▶ [Record excerpts]:
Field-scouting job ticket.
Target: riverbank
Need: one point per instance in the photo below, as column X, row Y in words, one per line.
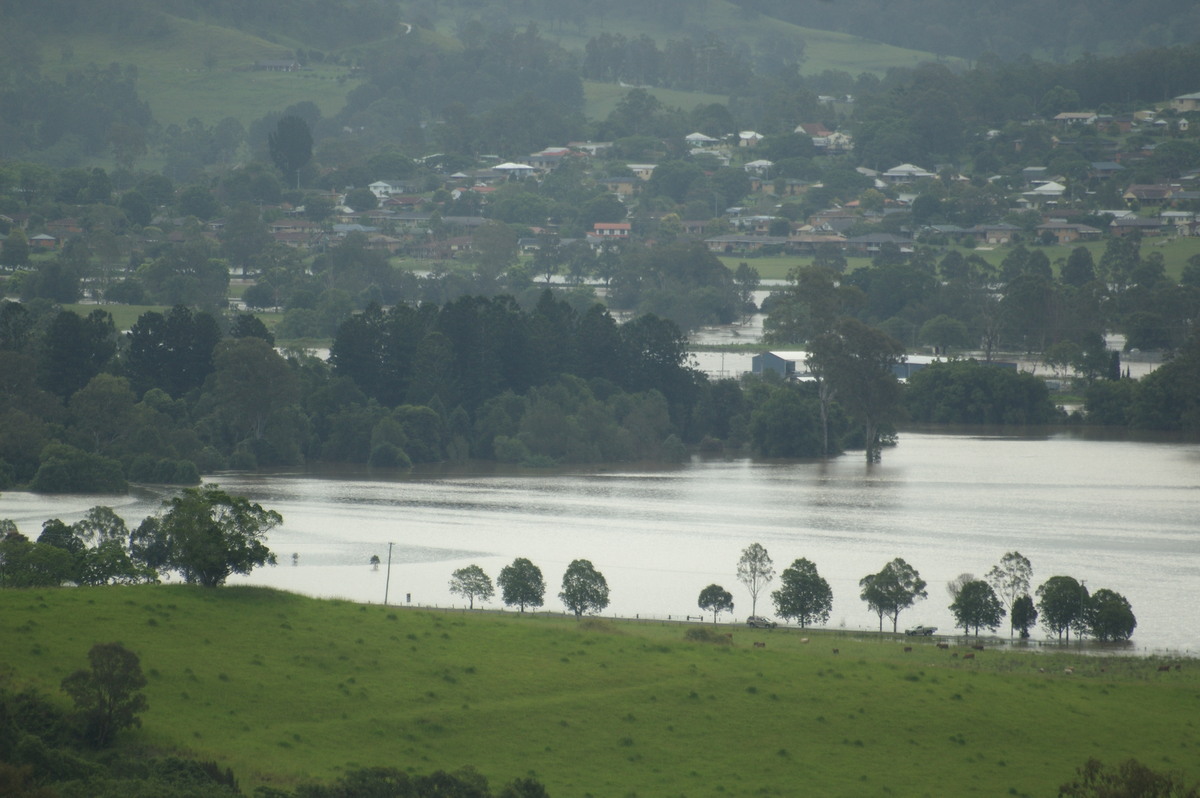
column 281, row 688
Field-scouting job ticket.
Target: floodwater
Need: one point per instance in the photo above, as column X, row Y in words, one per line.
column 1116, row 514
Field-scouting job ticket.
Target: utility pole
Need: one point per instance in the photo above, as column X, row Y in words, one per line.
column 387, row 583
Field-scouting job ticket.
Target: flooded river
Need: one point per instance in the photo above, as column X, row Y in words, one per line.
column 1116, row 514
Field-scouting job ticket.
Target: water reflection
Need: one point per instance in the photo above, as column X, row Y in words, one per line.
column 1116, row 513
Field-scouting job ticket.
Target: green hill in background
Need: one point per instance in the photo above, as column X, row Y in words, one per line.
column 283, row 689
column 204, row 70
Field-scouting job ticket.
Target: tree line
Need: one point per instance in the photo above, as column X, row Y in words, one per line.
column 805, row 598
column 1063, row 604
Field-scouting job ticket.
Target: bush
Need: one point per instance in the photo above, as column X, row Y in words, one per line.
column 388, row 455
column 706, row 635
column 66, row 469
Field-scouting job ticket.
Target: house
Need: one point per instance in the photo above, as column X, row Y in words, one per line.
column 834, row 143
column 591, row 148
column 905, row 173
column 761, row 167
column 749, row 138
column 700, row 139
column 63, row 228
column 384, row 189
column 642, row 171
column 517, row 171
column 1068, row 233
column 809, row 243
column 792, row 365
column 743, row 244
column 612, row 229
column 1104, row 169
column 874, row 243
column 1045, row 192
column 1185, row 103
column 1149, row 195
column 783, row 363
column 1000, row 233
column 816, row 130
column 1033, row 175
column 1131, row 223
column 1185, row 222
column 550, row 157
column 619, row 186
column 1075, row 118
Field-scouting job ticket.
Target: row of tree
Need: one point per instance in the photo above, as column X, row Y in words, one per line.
column 585, row 589
column 1063, row 604
column 202, row 534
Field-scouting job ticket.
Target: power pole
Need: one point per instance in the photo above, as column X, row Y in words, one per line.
column 387, row 583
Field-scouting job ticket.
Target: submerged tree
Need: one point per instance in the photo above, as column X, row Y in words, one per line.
column 755, row 570
column 205, row 535
column 977, row 605
column 804, row 595
column 1011, row 581
column 1062, row 604
column 857, row 363
column 1109, row 616
column 893, row 589
column 291, row 147
column 1024, row 615
column 107, row 697
column 717, row 600
column 521, row 585
column 585, row 588
column 472, row 582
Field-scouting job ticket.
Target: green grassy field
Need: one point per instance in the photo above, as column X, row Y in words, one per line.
column 282, row 688
column 600, row 99
column 124, row 316
column 174, row 77
column 1175, row 252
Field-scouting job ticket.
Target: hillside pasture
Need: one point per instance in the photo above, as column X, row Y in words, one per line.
column 283, row 689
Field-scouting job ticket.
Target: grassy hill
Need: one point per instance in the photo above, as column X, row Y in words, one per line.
column 282, row 688
column 823, row 49
column 199, row 70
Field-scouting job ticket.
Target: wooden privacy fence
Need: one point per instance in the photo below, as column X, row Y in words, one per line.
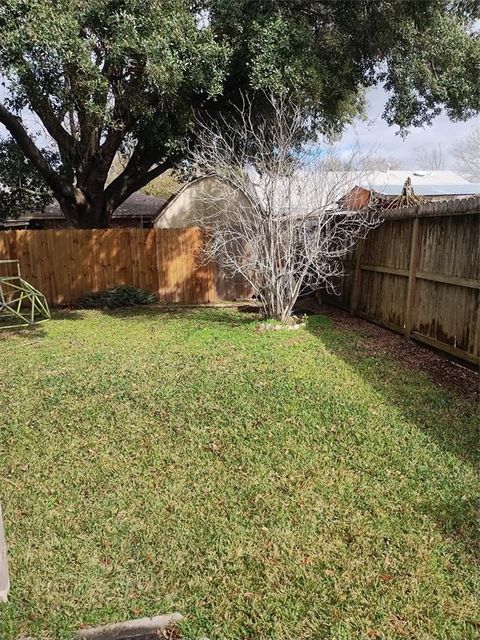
column 67, row 263
column 418, row 273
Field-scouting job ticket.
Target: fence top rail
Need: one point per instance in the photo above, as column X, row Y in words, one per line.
column 461, row 206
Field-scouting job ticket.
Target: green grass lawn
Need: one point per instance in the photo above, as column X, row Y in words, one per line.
column 280, row 485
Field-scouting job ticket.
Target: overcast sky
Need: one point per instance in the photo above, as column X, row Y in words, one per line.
column 375, row 133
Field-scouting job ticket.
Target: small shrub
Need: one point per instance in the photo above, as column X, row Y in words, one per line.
column 123, row 296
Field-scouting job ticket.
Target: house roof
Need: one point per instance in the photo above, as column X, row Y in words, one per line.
column 426, row 183
column 138, row 205
column 326, row 188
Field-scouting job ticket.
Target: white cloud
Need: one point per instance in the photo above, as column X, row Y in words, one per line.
column 374, row 133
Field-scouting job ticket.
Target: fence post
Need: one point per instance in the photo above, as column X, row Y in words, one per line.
column 4, row 580
column 412, row 273
column 356, row 277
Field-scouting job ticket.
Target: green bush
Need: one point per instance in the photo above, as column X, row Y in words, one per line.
column 123, row 296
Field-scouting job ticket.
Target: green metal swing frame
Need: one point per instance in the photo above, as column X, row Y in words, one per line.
column 19, row 300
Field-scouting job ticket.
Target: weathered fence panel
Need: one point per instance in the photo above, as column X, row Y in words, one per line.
column 419, row 274
column 67, row 263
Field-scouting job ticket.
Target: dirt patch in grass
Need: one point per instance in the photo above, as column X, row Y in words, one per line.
column 379, row 341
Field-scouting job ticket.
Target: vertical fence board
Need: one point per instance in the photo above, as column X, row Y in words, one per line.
column 420, row 275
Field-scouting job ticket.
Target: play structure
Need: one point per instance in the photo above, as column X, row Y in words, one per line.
column 21, row 304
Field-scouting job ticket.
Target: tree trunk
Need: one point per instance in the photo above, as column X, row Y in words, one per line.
column 86, row 211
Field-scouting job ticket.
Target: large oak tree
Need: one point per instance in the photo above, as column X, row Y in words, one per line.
column 103, row 76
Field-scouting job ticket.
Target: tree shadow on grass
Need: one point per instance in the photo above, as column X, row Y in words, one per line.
column 420, row 401
column 212, row 315
column 414, row 394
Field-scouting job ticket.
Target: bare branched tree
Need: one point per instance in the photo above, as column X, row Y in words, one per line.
column 271, row 210
column 467, row 155
column 431, row 158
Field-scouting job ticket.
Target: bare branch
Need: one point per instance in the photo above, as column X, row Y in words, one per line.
column 271, row 210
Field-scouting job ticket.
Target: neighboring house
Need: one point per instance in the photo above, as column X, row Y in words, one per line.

▶ [Given instruction]:
Every entry above should be duplicated exactly. Do not include the images.

▶ [Solution for this task]:
Field-scouting job ticket.
Target: riverbank
Need: one point per instance in the photo below, as column X, row Y in words, one per line.
column 281, row 688
Field-scouting job ticket.
Target: floodwater
Need: one point per instance in the photo above, as column X, row Y in words, one per line.
column 1116, row 514
Field-scouting job ticket.
Target: utility pole
Need: one point per instance in the photo above, as column X, row Y in words, one per line.
column 387, row 583
Field-scouting job ticket.
Target: flooded river
Need: one point per instance in the photo above, as column X, row Y in words, one per line.
column 1116, row 514
Field-scouting job ticket.
Target: water reflection
Need: one point per instance in the photo above, as column X, row Y in words, one per line.
column 1116, row 513
Field-scouting job ticket.
Target: green hill in background
Need: one point per instance in the photo above, as column X, row Y in words, one per line.
column 283, row 689
column 204, row 70
Field-scouting job ticket.
Target: tree line
Need: one point per instance in the photo above, as column X, row Y in words, one per line.
column 805, row 598
column 1063, row 604
Field-scouting job ticket.
Target: bush
Need: one point per instance in the photo above, as column X, row Y in words, one per line.
column 388, row 455
column 706, row 635
column 66, row 469
Field-scouting job ticket.
Target: house
Need: one point per instance in the photo above, as column X, row Y in words, one per line.
column 834, row 143
column 591, row 148
column 905, row 173
column 761, row 167
column 749, row 138
column 700, row 139
column 63, row 228
column 384, row 189
column 642, row 171
column 517, row 171
column 1068, row 233
column 809, row 243
column 792, row 365
column 743, row 244
column 612, row 229
column 1104, row 169
column 874, row 243
column 1045, row 192
column 1185, row 103
column 1149, row 195
column 783, row 363
column 1000, row 233
column 816, row 130
column 1033, row 175
column 1131, row 223
column 1185, row 222
column 550, row 157
column 619, row 186
column 1075, row 118
Field-scouting job ticket.
Target: row of tree
Need: one point per instance in the photo above, as column X, row Y in words, one per line.
column 585, row 589
column 1063, row 604
column 202, row 534
Field-scouting job ticket.
Target: power pole
Need: one point per instance in the photo above, as column X, row Y in words, one per line.
column 387, row 583
Field-scouting job ticket.
Target: submerged tree
Need: one point per instance in the photo above, as column X, row Y in words, one per line.
column 755, row 570
column 205, row 535
column 977, row 605
column 804, row 595
column 1011, row 581
column 1062, row 604
column 857, row 363
column 1109, row 616
column 893, row 589
column 291, row 147
column 1024, row 615
column 107, row 697
column 717, row 600
column 521, row 585
column 585, row 588
column 472, row 582
Field-scouting job ticket.
Target: green grassy field
Need: one point per instance in the photo above, as column X, row Y in words, one per line.
column 282, row 688
column 600, row 99
column 124, row 316
column 174, row 77
column 1175, row 252
Field-scouting job ticket.
Target: hillside pasture
Need: one point per instance in the photo above, as column X, row Y in words, one per line.
column 283, row 689
Field-scouting job ticket.
Target: grassy hill
Need: one point per instance in the photo above, as column X, row Y in words, one per line.
column 282, row 688
column 823, row 49
column 199, row 70
Field-scouting job ticket.
Target: wooden privacy fence
Need: one point per instance in the photo below, as column X, row Y in words, one per line.
column 67, row 263
column 418, row 273
Field-scouting job ticket.
Target: fence top rail
Need: one point per instance in the photo above, as column X, row Y in words, one per line.
column 461, row 206
Field-scouting job ticket.
Target: green grass lawn
Need: one point per instance in the photo above, as column X, row Y in words, one per line.
column 280, row 485
Field-scouting job ticket.
Target: overcast sky
Need: one point per instance in the photo above, as column X, row Y in words, one per line.
column 375, row 133
Field-scouting job ticket.
Target: small shrub
Need: one point per instance in the photo above, as column X, row Y in words, one per line.
column 123, row 296
Field-scouting job ticket.
Target: house roof
Need: one point per instance in the photo above, as column X, row Y in words, one per line.
column 426, row 183
column 138, row 205
column 326, row 188
Field-scouting job ticket.
Target: white cloud
Need: one point per instance in the photo above, as column X, row Y in words, one per line.
column 374, row 133
Field-scouting job ticket.
Target: fence post
Need: one point per instance in the photo above, as column X, row Y in words, one per line.
column 4, row 580
column 412, row 273
column 356, row 277
Field-scouting job ticket.
Target: green bush
Need: one point per instance in the photo above, as column X, row Y in words, one per line.
column 123, row 296
Field-scouting job ticket.
Target: green metal swing frame
Need: one point per instance in the photo above, as column X, row Y in words, one per line.
column 19, row 300
Field-scouting job ticket.
Target: weathered fence panel
Need: one point per instance in the photo above, as column X, row Y in words, one per line.
column 419, row 274
column 67, row 263
Field-scouting job ticket.
Target: dirt patch in grass
Need: one point per instance in the photo above, as column X, row Y in words, one per line.
column 379, row 341
Field-scouting job ticket.
Target: vertical fence board
Need: one point per instance in the photo above, as column X, row Y in words, one per line.
column 420, row 275
Field-scouting job ticket.
Target: play structure
Need: one point per instance in the photo above, as column X, row Y in words, one per line.
column 21, row 304
Field-scouting job ticket.
Target: tree trunk
Need: one point per instance in the photo above, as column X, row Y in words, one per line.
column 86, row 211
Field-scouting job ticket.
Target: large oak tree
Need: one point per instance in the photo above, as column X, row Y in words, one per line.
column 103, row 76
Field-scouting job ticket.
Target: tree shadow on grass
Need: one point per instance in the photo above, as column X, row Y in words, one per line.
column 420, row 401
column 212, row 315
column 414, row 394
Field-scouting job ticket.
Target: bare branched tree
Need: one point per instance in the photo above, as column X, row Y in words, one per line.
column 271, row 210
column 467, row 155
column 431, row 158
Field-scouting job ticket.
Target: bare branch
Need: one point per instance in the photo above, as column X, row Y in words, one per line.
column 271, row 210
Field-scouting job ticket.
Target: neighboring house
Need: one point per instance in the photo above, as column X, row Y in words, one per line.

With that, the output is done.